§ **Material provided**
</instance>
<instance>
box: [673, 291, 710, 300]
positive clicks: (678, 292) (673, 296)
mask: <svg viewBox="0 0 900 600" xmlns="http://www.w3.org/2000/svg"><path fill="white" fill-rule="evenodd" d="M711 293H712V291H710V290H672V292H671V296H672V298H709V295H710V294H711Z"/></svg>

§ **Task statement**
Put each line of the material above into a Markdown table with two columns, Row for the row number and Text for the line itself, and leave out any blank lines.

§ **Final answer**
| Row | Text |
|---|---|
| 1 | </instance> |
| 2 | <instance> |
| 3 | box: [673, 291, 710, 300] |
| 4 | positive clicks: (678, 292) (673, 296) |
| 5 | mask: <svg viewBox="0 0 900 600" xmlns="http://www.w3.org/2000/svg"><path fill="white" fill-rule="evenodd" d="M711 293H712V291H710V290H672V292H671V296H672V298H709V295H710V294H711Z"/></svg> |